WHAT IS EXPECTED:
Return all the data, word for word.

Referring expression data:
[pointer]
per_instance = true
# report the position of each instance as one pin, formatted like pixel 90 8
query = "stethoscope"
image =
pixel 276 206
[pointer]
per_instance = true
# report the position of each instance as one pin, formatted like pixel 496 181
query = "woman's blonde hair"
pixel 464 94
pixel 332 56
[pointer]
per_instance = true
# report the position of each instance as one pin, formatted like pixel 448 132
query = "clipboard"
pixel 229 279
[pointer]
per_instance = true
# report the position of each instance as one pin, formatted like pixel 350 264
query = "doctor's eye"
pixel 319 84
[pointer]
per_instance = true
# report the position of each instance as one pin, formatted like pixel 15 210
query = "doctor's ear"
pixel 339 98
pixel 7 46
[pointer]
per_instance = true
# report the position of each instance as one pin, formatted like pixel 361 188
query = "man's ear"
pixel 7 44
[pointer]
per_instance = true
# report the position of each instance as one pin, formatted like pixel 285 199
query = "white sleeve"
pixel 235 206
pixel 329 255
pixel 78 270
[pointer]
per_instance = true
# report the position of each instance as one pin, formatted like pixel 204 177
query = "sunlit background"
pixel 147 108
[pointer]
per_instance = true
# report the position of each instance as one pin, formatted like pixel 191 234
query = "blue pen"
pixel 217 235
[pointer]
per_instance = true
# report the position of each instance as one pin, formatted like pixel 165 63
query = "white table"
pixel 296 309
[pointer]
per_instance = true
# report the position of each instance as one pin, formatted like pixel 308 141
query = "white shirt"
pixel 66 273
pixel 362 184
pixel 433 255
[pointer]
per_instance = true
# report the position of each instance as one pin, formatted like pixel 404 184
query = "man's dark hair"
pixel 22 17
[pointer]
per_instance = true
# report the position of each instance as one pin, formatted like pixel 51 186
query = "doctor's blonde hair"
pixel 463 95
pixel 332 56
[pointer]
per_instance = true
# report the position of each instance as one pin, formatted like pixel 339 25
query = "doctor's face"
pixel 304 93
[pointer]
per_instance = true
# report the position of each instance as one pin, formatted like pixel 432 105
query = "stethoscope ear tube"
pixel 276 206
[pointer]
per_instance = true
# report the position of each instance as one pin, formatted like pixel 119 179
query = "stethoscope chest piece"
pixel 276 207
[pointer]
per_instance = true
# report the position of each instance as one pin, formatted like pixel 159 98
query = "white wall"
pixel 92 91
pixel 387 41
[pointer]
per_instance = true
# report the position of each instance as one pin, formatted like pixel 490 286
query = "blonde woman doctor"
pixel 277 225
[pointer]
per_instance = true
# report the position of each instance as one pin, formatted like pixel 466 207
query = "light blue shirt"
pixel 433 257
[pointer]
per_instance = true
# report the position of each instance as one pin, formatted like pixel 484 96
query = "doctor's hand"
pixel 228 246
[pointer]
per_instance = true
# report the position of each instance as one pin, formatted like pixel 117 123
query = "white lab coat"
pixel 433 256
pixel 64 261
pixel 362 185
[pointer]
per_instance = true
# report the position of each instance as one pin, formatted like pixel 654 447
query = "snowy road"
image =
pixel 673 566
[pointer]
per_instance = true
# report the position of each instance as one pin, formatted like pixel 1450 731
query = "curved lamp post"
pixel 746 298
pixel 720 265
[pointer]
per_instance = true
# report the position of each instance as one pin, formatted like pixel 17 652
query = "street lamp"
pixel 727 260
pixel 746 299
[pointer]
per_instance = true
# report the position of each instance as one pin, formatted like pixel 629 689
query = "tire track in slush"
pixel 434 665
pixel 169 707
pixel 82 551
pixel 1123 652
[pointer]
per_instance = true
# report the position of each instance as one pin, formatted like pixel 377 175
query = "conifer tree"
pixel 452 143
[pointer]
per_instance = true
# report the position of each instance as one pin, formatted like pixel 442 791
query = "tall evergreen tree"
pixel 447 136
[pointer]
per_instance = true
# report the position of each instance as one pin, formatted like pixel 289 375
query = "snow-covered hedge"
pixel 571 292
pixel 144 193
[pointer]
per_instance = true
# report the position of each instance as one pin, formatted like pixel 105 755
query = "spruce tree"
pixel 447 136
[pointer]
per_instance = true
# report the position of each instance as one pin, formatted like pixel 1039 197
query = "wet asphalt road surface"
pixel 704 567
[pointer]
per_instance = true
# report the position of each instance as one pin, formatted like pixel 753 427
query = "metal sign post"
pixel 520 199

RESULT OF THIS EXERCISE:
[pointer]
per_instance = true
# report the position of each instance as one pin, formatted like pixel 90 8
query = "stethoscope"
image =
pixel 276 206
[pointer]
per_instance = true
# report the position of each instance as one pin, formatted like pixel 496 181
query = "woman's blonde hair"
pixel 464 94
pixel 332 56
[pointer]
per_instance = true
# report the position of each instance as one pin, formatted like pixel 448 132
query = "clipboard"
pixel 229 279
[pointer]
per_instance = true
# report the position of each instance as one pin, formatted like pixel 350 264
query = "doctor's eye"
pixel 319 84
[pointer]
per_instance = true
# report the position of each instance as one pin, formatted like pixel 15 210
query = "doctor's ear"
pixel 339 98
pixel 7 46
[pointer]
per_instance = true
# report the position of each instance as one pin, formatted like pixel 361 188
query = "man's ear"
pixel 7 44
[pointer]
per_instance = true
# report the position of each instance as one pin, formatted like pixel 285 199
query = "white sleeve"
pixel 235 206
pixel 329 255
pixel 78 270
[pointer]
per_instance = true
# report the position of each instance as one pin, formatted like pixel 204 177
query = "sunlit background"
pixel 147 108
[pointer]
per_instance = true
# report the position of each instance as one pin, formatted like pixel 191 234
query = "blue pen"
pixel 217 235
[pointer]
per_instance = true
# report the position of each instance as one pin, formatted like pixel 165 63
query = "white table"
pixel 296 309
[pointer]
per_instance = true
# report the position of each instance as one pin, formatted like pixel 308 141
query = "white shirt"
pixel 66 273
pixel 362 184
pixel 433 255
[pointer]
per_instance = true
# report the position of each instance as one pin, formatted like pixel 404 184
query = "man's dark hair"
pixel 22 17
[pointer]
per_instance = true
# report the position of each instance as one pin, formatted like pixel 51 186
query = "doctor's blonde hair"
pixel 463 95
pixel 332 56
[pointer]
per_instance = true
# report the position of each instance as one pin, formatted like pixel 339 25
query = "doctor's face"
pixel 304 93
[pointer]
per_instance = true
# report the position of each instance as one pin, formatted like pixel 432 105
query = "stethoscope ear tube"
pixel 276 206
[pointer]
per_instance = true
# report the position of each instance as one pin, formatted like pixel 119 179
query = "stethoscope chest piece"
pixel 276 207
[pointer]
per_instance = true
# report the position of each instance as one pin, formatted like pixel 159 98
query = "white wall"
pixel 92 91
pixel 387 41
[pointer]
per_instance = true
# report the position of each instance as one pin, formatted like pixel 490 286
query = "blonde woman doctor"
pixel 277 225
[pointer]
per_instance = true
# report the position of each instance as one pin, formatted like pixel 466 207
query = "light blue shirt"
pixel 433 257
[pointer]
per_instance = true
# report the position of each instance as one pin, formatted like pixel 484 96
query = "doctor's hand"
pixel 228 246
[pointer]
per_instance = true
# report the position of each instance as one pin, formatted like pixel 117 123
query = "white lab coat"
pixel 433 256
pixel 64 261
pixel 362 185
[pointer]
per_instance = true
# report the position of each instance as one pin, formatted like pixel 654 447
query = "snowy road"
image =
pixel 673 566
[pointer]
per_instance = true
# report the position of each instance as one pin, formatted like pixel 1450 731
query = "curved lamp post"
pixel 746 298
pixel 720 265
[pointer]
per_instance = true
# report the position of each instance as one pin, formatted like pixel 17 652
query = "street lamp"
pixel 727 260
pixel 746 299
[pointer]
per_instance = true
# report the position of each instance as one pin, formatted like pixel 629 689
query = "tire track in slush"
pixel 434 665
pixel 169 707
pixel 82 551
pixel 1123 652
[pointer]
per_instance = true
# report the position of each instance as one pin, formatted like pixel 377 175
query = "conifer tree"
pixel 452 143
[pointer]
per_instance = true
# report the position of each instance as one pin, formatted like pixel 442 791
query = "tall evergreen tree"
pixel 447 136
[pointer]
per_instance = true
# report the position of each instance as one pin, formatted like pixel 289 375
query = "snow-covered hedge"
pixel 571 292
pixel 144 193
[pointer]
per_instance = true
# report the position of each instance as one pin, formatted like pixel 105 755
query = "spruce tree"
pixel 447 136
[pointer]
per_instance = true
# report the position of each instance as one pin, formatted like pixel 1039 197
query = "wet asphalt road surface"
pixel 704 567
[pointer]
per_instance = true
# report the position of each instance as one pin, formatted like pixel 753 427
query = "metal sign post"
pixel 520 199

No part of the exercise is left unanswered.